▶ **What needs to be done**
Look through the data below. Collect every line where the word "ground" occurs.

----

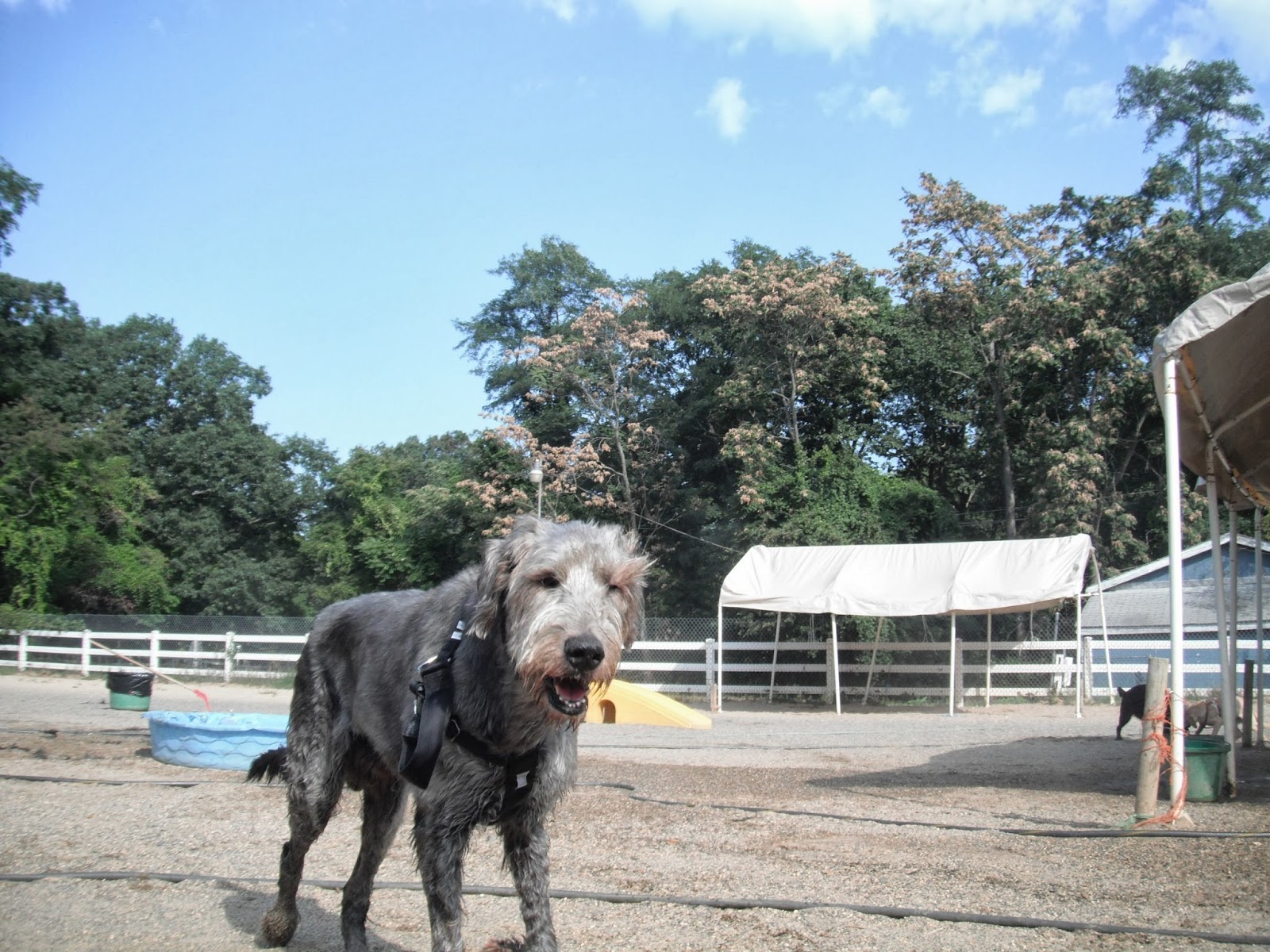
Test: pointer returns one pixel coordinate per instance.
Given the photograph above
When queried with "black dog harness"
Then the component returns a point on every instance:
(435, 723)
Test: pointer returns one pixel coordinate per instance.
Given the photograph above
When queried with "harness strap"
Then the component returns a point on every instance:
(432, 723)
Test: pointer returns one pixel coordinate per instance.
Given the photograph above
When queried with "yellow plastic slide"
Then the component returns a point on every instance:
(622, 702)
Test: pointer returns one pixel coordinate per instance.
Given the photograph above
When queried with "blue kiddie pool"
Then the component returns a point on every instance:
(222, 742)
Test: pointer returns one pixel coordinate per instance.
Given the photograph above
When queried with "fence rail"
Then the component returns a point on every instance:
(672, 663)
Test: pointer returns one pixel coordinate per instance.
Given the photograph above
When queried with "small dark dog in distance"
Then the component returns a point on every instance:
(1133, 702)
(1199, 715)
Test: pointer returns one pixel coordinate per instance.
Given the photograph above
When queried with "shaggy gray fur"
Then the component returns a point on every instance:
(552, 606)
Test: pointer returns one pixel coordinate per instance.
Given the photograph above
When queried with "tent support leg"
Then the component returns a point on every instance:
(1174, 507)
(987, 677)
(1261, 666)
(1223, 635)
(837, 685)
(1106, 643)
(772, 689)
(873, 660)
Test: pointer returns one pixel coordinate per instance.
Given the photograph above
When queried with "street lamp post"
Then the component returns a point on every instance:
(537, 479)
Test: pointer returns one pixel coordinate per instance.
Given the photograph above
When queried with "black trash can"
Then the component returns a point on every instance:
(130, 691)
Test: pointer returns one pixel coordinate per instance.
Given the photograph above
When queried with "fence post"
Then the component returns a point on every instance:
(711, 685)
(1087, 666)
(229, 655)
(1149, 755)
(1249, 691)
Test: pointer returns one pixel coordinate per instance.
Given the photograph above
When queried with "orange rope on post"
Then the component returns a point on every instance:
(1156, 719)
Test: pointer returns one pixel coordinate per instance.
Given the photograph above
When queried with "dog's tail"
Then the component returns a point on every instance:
(268, 767)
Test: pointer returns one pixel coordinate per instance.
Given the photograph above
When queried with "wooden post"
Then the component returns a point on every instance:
(1149, 757)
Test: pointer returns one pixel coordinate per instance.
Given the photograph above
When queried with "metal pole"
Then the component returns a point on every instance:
(772, 689)
(837, 683)
(987, 677)
(719, 664)
(1223, 635)
(1261, 664)
(1174, 507)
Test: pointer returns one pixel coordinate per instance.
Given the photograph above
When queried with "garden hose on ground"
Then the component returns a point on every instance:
(785, 905)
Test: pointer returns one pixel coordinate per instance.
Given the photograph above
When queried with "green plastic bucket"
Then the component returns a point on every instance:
(130, 691)
(1206, 768)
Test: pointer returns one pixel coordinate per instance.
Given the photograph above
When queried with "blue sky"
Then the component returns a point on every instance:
(324, 186)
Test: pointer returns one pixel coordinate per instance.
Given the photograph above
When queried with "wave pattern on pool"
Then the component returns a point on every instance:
(222, 742)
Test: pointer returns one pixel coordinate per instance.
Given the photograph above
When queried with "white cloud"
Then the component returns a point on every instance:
(886, 105)
(882, 103)
(840, 25)
(565, 10)
(1092, 107)
(1011, 95)
(1123, 14)
(728, 108)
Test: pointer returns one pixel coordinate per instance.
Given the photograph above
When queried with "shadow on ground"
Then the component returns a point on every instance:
(1054, 765)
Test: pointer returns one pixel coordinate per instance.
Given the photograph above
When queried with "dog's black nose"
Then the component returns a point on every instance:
(584, 653)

----

▶ **Exercise solution**
When queried with "garden hose on ground"
When queried with "shadow on ground"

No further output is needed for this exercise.